Quoted passage =
The Undercover Soundtrack is a series where I host a writer who uses music as part of their creative environment – perhaps to connect with a character, populate a mysterious place, or hold a moment still to explore its depths. This week my guest is MG/YA novelist and vignettist Theresa Milstein @theresamilstein

Soundtrack by Coldplay, Madonna, Seal, Nik Kershaw, the Smiths, the Smashing Pumpkins, the Cure, Colin Hay, Seatbelts, Arcade Fire

My new collection of vignettes, Time & Circumstance, was written over the span of five years, so many songs influenced its creation. I honored this connection when I named the two sections of the book. The first section, filled with prose pieces, Tempo Adagio, evokes a slower pace. The second section, filled with poetry, Tempo Allegro, evokes a brisk pace. I couldn’t imagine this collection coming together without musical influence.

Coldplay’s song Violet Hill inspired my early flash fiction piece Violet’s Hill. The darker sound and the first lyrics about a bleak December and his plea during the melody set the right mood for the story of unrequited love. I originally wrote the piece for an anthology, 100 RPM: 100 Stories Inspired by Music.

For the short story Injustices, a stalker is watching a woman dancing in the apartment across the alley as he imagines her listening to Madonna. I heard the song Like a Prayer because it has the right tempo for someone getting ready for work in the morning. Although it’s different than the music I usually listen to, the song helped me pictured the scene more vividly.

When I wrote the story Left-Behind about death and Birthday about a miscarriage I experienced, I listened to Seal’s 1994 album, especially the song, Don’t Cry. A few songs are about mourning, which helped me deal with the feelings of loss.

The poem 1986 brought back my days as a punk girl hanging in New York City. Because I mention the movie Pretty in Pink, I thought about the soundtrack’s influence on me. Two songs from the soundtrack I especially connected with are Wouldn’t it Be Good by Nik Kershaw and Please Please Please Let Me Get What I Want by The Smiths. I was an angst-ridden teen.

Extracted material =
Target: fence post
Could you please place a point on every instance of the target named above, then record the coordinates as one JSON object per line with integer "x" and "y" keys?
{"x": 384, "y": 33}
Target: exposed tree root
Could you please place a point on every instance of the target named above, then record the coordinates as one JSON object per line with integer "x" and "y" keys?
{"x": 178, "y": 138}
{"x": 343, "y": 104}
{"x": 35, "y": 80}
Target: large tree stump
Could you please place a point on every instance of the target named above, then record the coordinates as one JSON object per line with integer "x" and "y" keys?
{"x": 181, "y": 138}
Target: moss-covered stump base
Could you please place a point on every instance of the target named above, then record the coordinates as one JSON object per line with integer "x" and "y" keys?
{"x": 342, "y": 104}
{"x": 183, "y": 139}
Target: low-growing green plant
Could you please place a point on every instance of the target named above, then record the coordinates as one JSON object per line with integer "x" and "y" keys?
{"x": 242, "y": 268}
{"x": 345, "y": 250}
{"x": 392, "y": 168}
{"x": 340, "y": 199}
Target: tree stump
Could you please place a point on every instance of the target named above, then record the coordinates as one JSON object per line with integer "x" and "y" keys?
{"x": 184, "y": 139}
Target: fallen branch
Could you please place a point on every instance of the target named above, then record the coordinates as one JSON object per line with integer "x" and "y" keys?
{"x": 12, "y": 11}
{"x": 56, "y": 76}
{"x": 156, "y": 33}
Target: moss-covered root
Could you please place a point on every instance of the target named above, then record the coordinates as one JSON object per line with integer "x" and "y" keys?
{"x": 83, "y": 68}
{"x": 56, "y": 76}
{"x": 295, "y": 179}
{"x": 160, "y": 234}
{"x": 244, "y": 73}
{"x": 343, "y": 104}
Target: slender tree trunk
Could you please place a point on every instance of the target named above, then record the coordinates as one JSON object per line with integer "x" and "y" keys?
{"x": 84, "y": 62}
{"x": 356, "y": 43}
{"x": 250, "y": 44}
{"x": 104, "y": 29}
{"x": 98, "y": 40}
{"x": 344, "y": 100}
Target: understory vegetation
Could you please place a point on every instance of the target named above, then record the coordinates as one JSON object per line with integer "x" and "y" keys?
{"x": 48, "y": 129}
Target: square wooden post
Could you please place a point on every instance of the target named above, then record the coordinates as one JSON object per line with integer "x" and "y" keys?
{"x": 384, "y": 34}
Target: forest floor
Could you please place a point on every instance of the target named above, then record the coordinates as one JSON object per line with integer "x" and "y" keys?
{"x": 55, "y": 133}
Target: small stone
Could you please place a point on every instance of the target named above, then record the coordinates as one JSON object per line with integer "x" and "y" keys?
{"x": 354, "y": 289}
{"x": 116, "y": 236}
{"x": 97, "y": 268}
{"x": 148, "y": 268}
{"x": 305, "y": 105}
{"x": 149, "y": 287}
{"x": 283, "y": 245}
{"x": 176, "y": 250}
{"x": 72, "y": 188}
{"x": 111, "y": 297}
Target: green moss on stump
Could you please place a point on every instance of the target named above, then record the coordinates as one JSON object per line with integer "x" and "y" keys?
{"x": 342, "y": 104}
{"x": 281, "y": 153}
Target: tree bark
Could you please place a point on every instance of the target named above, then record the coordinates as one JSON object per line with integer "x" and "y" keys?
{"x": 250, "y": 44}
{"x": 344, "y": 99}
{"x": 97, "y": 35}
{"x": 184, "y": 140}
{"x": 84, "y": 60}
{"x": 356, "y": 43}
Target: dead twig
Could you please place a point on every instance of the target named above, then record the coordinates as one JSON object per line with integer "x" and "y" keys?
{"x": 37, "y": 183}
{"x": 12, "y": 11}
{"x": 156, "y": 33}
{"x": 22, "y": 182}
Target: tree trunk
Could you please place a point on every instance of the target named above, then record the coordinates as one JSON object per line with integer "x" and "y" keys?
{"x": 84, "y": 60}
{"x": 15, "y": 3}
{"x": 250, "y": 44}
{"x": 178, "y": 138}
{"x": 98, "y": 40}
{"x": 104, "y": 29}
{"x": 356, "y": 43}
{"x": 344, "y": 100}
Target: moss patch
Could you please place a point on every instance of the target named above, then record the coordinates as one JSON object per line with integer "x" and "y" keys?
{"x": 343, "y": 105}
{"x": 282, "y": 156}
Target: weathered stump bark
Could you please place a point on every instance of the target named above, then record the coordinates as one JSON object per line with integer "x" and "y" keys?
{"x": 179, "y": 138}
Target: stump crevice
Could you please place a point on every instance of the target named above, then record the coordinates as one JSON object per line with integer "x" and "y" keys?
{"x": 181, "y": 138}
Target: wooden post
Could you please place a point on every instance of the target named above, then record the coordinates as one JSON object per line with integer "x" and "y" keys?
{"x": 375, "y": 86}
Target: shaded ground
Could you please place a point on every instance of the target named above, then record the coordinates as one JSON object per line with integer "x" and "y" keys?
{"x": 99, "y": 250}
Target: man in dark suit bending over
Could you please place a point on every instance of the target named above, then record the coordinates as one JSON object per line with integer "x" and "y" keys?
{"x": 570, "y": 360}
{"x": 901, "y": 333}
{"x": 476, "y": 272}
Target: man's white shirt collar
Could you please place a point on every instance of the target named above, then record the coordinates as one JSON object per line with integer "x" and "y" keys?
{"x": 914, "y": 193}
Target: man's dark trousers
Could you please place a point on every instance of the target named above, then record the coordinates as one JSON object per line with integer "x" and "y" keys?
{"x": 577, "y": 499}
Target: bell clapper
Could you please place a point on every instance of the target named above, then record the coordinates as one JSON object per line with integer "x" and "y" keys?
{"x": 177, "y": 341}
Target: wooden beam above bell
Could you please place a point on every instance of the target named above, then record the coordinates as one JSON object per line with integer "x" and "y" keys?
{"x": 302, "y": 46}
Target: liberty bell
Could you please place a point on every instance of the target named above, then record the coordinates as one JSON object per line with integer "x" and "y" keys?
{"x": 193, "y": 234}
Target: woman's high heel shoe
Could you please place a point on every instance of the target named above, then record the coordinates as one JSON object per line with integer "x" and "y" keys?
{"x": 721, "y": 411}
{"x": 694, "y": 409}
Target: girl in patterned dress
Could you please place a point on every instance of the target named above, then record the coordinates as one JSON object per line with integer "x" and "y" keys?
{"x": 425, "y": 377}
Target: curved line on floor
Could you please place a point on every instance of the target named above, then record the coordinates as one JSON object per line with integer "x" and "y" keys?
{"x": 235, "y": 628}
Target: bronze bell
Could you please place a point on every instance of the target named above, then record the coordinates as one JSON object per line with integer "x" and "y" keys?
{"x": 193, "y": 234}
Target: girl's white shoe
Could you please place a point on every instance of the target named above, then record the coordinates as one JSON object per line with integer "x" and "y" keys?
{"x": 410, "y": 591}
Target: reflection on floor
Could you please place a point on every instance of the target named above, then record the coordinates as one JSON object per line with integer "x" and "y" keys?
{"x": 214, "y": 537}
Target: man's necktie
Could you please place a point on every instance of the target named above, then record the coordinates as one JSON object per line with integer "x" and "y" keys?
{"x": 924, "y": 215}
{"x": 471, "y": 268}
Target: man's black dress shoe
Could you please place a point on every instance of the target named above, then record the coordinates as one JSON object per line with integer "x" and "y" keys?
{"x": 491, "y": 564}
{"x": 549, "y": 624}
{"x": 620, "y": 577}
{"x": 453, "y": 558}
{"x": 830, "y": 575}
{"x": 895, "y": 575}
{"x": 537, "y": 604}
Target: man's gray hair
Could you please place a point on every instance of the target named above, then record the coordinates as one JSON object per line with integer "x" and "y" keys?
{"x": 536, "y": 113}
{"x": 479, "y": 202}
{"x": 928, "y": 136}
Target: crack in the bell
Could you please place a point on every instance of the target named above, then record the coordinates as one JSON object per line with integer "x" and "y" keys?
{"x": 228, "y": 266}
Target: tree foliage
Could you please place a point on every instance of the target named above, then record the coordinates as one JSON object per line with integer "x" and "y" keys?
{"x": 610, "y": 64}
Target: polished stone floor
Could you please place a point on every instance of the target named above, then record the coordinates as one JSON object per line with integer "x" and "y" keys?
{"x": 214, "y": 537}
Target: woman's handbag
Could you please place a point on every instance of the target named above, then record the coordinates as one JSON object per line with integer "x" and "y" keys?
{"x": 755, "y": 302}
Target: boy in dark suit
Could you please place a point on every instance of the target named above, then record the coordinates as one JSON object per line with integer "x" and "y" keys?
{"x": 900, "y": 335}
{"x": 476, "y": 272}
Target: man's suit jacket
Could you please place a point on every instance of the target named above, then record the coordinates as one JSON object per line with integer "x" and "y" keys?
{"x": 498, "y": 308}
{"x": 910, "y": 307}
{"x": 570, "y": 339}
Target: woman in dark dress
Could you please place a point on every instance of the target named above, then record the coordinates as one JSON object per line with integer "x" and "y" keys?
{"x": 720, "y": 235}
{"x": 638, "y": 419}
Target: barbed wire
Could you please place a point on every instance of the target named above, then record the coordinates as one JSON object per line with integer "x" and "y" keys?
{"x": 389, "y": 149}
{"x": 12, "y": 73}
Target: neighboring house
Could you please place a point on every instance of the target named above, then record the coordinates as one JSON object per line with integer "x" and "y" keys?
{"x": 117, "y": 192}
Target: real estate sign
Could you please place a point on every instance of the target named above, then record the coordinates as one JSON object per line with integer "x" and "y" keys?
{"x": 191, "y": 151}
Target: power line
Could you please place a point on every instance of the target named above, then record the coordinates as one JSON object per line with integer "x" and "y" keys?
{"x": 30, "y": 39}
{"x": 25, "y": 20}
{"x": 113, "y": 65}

What to produce =
Reproduce the Undercover Soundtrack piece above word for word, everything from "The Undercover Soundtrack" down to "without musical influence.".

Response for this exercise =
The Undercover Soundtrack is a series where I host a writer who uses music as part of their creative environment – perhaps to connect with a character, populate a mysterious place, or hold a moment still to explore its depths. This week my guest is MG/YA novelist and vignettist Theresa Milstein @theresamilstein

Soundtrack by Coldplay, Madonna, Seal, Nik Kershaw, the Smiths, the Smashing Pumpkins, the Cure, Colin Hay, Seatbelts, Arcade Fire

My new collection of vignettes, Time & Circumstance, was written over the span of five years, so many songs influenced its creation. I honored this connection when I named the two sections of the book. The first section, filled with prose pieces, Tempo Adagio, evokes a slower pace. The second section, filled with poetry, Tempo Allegro, evokes a brisk pace. I couldn’t imagine this collection coming together without musical influence.